▶ EXTRACT:
----
How I Saved 40 Hours a Month: A Real SLP Now Membership Review & Workflow

Quick Summary: I sat down with Mary, a 15-year school SLP, to talk about school SLP productivity. By overhauling her paperwork and planning process, she stopped bringing work home entirely. Here is a look at the system that gave her back 40 hours every month.

I talk to a lot of SLPs who are doing everything right. They’re organized enough. They care deeply. They’re working hard.

And they’re still staying late.

Still catching up on documentation after school. Still prepping on Sunday nights. Still bringing home a stack of papers they swear they’ll get to.

That’s not a character flaw. That’s a systems problem.

I got to sit down with Mary, a 15-year school SLP with 43 students on her caseload, including autism self-contained classrooms and a general mix of speech and language students. She used to be in that same place.

Now she almost never takes work home. She saves an estimated 40 hours a month. And she’s running 6 to 8-week literacy-based therapy units with student-produced final projects.

Here’s what changed.

The SLP Documentation System Problem Nobody Talks About

Mary had a system before SLP Now. It just wasn’t a very efficient one.

She’d build a Word document for each day with all her students listed out. She’d print it, take data by hand, then go back and type everything up into a note at the end of the day or end of the week. It worked. Sort of.

But if a student was absent and someone else needed a makeup session, she had no sheet for them. She’d scribble on the side of whatever she had. Or forget to log them at all. If her schedule shifted mid-week, the paper system didn’t flex with it. If she forgot to write the date on a sheet, she’d be guessing later: wait, was that Tuesday or Wednesday?

And then there was the note-writing itself. Taking all those handwritten data points and turning them into a typed session note takes time. Every single day.

“Between making the little sheets, collecting data on paper, and then typing everything up, it adds up fast,” she told me.

She estimated that documentation, planning, and materials prep were consuming somewhere between 30 and 40 hours a month outside of her contract time. That’s almost a full extra week of work. Every month.

What a Real Documentation Upgrade Actually Looks Like

When Mary started using SLP Now, the shift happened in stages.

First, she stopped making paper templates. Her students’ goals were already in the new SLP documentation system. She could pull up a session, take data directly, and generate a note from there. No printing. No retyping. No scribbled sidebars when a schedule changed.

“I can just copy and paste my notes into whatever district system I need,” she said. “It’s so much faster.”

The flexibility mattered too. When a student got added last-minute, Mary wasn’t scrambling. She could pull them up, document the session, and move on. She also mentioned a feature she’s been waiting on: a way to see a student’s last session data right alongside the current one, so she can track session-to-session progress without digging through reports. That kind of incremental improvement is exactly why she’s stayed on the platform for years.

“It’s always growing, always improving,” she said. “I’m not putting my time and energy into learning something that’s not gonna work for me in two years.”
----
Copy the stretch of the membership review from "Now she almost" through "student-produced final projects.", substituting "therapy cycles" for "therapy units".
----
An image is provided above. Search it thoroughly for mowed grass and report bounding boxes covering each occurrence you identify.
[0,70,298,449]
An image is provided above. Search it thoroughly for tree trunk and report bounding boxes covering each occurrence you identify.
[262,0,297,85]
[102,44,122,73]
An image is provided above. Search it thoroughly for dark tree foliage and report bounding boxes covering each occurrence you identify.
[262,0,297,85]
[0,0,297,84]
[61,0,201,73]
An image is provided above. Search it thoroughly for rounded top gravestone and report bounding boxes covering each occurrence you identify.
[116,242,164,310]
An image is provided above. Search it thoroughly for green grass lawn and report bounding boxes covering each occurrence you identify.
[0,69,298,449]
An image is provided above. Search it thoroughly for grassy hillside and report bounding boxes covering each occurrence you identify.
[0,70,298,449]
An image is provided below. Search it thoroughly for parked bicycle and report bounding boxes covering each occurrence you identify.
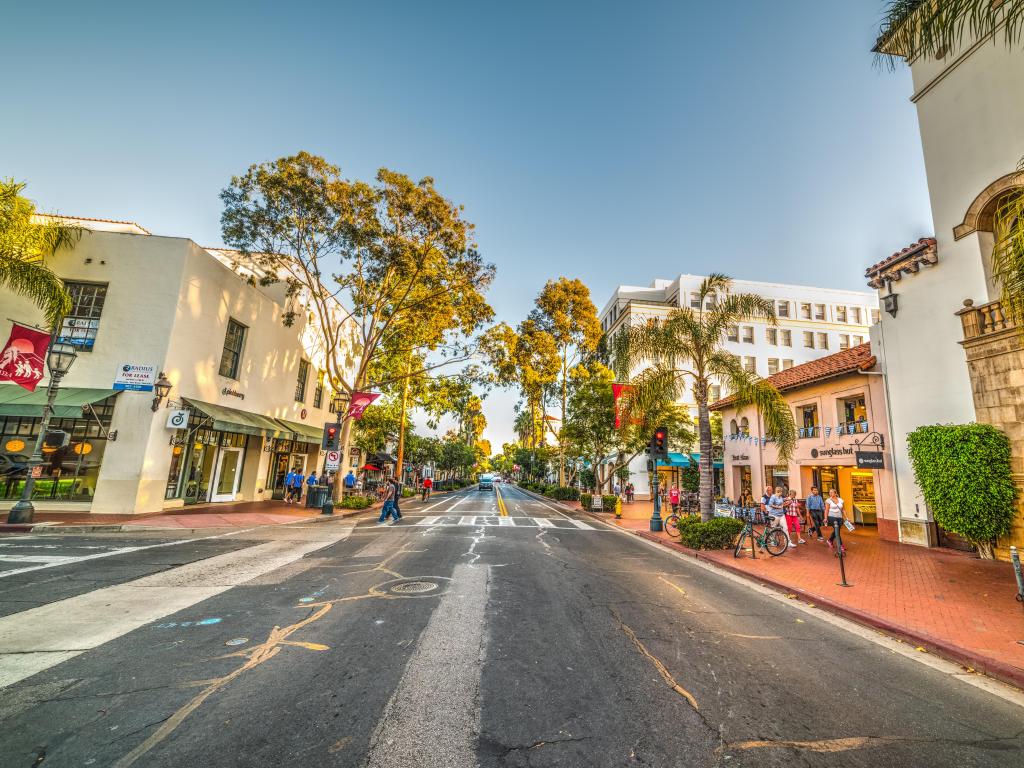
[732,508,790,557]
----
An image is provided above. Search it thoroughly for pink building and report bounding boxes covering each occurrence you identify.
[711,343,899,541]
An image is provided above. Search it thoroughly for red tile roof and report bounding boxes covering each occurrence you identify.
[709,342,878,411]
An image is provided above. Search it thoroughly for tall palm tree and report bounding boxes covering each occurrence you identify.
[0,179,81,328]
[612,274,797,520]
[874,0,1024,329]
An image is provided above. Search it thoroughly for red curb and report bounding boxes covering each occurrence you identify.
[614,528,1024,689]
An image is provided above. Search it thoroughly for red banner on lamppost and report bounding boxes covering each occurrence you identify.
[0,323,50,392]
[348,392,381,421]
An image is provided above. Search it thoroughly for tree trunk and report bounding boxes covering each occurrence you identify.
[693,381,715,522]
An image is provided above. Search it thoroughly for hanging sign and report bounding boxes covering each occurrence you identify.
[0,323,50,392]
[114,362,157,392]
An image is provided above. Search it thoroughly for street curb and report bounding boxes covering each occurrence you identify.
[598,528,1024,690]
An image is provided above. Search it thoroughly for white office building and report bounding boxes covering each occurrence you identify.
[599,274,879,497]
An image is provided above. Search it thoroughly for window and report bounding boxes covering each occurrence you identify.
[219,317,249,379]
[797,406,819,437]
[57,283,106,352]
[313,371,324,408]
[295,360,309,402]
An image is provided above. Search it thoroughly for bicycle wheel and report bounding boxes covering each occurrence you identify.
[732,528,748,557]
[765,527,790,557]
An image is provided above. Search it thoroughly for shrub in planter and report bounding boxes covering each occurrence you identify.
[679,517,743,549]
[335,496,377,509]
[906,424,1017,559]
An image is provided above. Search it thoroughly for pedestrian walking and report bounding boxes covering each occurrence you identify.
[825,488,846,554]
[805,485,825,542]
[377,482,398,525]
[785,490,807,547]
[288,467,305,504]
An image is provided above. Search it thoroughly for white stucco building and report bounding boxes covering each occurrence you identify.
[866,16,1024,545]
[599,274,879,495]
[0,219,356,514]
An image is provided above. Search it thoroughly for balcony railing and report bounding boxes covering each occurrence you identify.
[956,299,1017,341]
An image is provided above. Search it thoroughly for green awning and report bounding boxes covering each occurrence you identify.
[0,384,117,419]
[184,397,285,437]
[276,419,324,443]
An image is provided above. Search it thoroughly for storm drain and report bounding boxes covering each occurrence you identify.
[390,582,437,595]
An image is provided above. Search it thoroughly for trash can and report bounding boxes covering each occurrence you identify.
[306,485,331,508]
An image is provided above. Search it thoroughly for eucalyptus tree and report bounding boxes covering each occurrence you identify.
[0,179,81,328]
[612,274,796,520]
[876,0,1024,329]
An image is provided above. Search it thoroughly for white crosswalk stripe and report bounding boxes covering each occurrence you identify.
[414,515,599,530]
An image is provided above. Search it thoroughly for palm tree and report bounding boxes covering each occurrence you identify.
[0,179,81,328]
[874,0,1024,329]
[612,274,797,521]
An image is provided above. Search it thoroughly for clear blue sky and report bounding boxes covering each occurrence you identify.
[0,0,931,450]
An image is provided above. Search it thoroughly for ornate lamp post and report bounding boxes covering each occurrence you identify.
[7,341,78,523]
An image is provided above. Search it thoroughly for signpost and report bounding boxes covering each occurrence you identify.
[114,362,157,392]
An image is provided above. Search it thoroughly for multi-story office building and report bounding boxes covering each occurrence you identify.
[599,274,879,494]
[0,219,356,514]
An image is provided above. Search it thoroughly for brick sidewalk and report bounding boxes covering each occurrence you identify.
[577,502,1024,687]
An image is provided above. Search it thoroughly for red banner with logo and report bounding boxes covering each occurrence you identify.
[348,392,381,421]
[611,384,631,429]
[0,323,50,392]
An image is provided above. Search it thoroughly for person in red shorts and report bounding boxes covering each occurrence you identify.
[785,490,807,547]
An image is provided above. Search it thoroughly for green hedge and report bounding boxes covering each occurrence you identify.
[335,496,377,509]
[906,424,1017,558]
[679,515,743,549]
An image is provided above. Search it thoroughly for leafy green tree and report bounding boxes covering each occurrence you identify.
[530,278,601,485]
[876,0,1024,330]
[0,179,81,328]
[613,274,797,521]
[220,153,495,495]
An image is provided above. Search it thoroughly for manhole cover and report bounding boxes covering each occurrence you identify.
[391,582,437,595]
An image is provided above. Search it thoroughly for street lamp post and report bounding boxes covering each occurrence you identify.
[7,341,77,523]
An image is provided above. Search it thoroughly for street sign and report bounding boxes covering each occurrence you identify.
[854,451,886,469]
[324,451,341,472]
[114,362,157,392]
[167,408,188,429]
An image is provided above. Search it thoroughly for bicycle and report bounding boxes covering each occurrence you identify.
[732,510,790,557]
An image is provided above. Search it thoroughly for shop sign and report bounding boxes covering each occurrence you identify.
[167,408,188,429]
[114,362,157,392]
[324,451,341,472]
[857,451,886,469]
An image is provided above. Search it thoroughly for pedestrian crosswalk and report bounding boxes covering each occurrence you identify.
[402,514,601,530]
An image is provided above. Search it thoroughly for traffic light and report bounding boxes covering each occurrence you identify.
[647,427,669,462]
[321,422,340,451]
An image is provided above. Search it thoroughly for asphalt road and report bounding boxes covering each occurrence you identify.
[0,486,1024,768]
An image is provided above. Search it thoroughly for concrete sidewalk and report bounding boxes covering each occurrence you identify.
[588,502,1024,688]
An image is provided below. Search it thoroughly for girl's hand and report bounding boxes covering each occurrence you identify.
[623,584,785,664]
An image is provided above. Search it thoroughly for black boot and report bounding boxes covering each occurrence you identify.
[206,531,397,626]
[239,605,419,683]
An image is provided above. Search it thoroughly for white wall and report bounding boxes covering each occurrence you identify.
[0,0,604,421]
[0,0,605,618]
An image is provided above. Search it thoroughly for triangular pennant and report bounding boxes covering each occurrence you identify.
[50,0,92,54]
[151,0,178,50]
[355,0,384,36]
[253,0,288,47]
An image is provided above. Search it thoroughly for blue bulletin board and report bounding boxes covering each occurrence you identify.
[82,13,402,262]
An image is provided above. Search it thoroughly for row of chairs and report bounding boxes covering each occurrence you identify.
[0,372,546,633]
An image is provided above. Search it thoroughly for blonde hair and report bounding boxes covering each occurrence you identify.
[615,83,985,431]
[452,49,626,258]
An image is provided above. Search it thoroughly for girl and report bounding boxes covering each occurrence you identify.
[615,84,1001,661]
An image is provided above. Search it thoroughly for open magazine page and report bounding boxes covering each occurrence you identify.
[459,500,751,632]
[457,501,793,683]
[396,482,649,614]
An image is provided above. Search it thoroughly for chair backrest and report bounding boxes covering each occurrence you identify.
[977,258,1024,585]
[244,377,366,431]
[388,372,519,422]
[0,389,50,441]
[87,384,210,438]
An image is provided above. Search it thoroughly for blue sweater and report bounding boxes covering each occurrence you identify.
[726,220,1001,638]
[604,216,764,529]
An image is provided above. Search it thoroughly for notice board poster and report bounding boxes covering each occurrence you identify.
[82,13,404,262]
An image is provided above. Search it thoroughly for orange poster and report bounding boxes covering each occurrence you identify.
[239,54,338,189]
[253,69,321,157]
----
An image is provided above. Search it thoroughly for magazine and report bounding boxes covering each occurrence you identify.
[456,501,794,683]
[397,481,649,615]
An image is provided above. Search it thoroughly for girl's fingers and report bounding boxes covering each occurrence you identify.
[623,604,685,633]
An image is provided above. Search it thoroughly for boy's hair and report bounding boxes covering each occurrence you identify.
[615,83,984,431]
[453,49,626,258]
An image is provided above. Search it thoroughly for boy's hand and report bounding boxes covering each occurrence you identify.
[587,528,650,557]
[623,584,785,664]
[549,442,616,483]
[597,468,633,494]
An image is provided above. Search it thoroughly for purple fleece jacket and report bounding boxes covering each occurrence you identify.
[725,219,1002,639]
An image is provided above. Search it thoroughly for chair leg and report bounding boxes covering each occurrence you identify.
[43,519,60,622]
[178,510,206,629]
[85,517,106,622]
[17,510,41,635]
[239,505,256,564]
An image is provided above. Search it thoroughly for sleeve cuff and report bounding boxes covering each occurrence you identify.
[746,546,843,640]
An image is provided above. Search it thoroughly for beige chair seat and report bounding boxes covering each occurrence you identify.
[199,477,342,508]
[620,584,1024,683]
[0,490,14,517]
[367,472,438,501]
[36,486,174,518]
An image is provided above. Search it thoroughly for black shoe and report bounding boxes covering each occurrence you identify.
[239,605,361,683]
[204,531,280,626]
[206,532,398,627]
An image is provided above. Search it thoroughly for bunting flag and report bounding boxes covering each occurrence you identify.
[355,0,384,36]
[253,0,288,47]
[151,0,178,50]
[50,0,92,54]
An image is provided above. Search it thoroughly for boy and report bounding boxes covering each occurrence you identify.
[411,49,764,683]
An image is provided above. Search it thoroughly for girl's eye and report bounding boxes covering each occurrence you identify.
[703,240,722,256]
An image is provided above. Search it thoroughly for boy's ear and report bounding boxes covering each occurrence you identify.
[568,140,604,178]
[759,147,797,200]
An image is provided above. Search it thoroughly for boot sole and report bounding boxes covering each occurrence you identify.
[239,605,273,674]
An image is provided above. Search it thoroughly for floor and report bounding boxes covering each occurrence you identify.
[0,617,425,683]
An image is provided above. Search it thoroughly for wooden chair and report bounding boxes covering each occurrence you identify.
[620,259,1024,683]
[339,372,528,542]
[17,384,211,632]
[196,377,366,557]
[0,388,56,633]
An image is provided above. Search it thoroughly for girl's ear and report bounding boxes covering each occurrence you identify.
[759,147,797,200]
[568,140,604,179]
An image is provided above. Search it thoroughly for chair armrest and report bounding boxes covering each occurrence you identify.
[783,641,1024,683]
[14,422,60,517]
----
▶ THE ANSWER:
Now she almost never takes work home. She saves an estimated 40 hours a month. And she’s running 6 to 8-week literacy-based therapy cycles with student-produced final projects.